[Data listing start]

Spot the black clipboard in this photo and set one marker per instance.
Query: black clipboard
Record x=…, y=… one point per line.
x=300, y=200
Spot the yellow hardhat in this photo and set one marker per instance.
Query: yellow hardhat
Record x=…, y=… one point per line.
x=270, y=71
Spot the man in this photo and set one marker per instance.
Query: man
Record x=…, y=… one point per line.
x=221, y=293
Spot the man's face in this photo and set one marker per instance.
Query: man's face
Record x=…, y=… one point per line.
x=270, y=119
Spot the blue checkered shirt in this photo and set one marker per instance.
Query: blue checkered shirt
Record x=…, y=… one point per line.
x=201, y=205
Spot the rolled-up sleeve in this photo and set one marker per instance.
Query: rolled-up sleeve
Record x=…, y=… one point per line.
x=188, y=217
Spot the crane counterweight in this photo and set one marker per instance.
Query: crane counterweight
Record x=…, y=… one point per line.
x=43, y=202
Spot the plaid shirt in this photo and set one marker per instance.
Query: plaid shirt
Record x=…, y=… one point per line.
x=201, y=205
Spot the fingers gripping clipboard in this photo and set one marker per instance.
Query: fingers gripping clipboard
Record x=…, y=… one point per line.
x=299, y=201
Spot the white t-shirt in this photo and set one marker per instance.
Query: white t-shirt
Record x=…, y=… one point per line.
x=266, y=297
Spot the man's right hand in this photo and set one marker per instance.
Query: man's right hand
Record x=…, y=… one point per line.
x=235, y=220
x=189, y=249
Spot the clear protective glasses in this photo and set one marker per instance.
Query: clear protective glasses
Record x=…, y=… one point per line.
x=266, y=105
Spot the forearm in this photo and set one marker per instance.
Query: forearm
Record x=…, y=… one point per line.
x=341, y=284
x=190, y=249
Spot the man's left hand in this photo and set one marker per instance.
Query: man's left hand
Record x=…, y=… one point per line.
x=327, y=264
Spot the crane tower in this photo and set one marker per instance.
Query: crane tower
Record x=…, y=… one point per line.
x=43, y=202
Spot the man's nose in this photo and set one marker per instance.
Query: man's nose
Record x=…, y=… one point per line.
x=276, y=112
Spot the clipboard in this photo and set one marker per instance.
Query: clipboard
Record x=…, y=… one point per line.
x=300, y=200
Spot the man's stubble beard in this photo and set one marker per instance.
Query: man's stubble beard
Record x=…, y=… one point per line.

[Data listing end]

- _Instructions for the task_: Write out every line of the material from the line containing "Spot the crane counterweight" through the line containing "x=299, y=201", with both of those lines included. Add 3 to each x and y coordinate in the answers.

- _Task answer_:
Spot the crane counterweight in this photo and set one marker per instance.
Query: crane counterweight
Record x=…, y=… one point per line.
x=46, y=205
Spot the plaid shirt in this photo and set one marker per instance.
Query: plaid shirt
Record x=…, y=… one point per line.
x=204, y=208
Spot the fingers gripping clipboard in this photo and set one marker per instance.
Query: fingers gripping clipboard
Record x=…, y=… one point per line.
x=302, y=204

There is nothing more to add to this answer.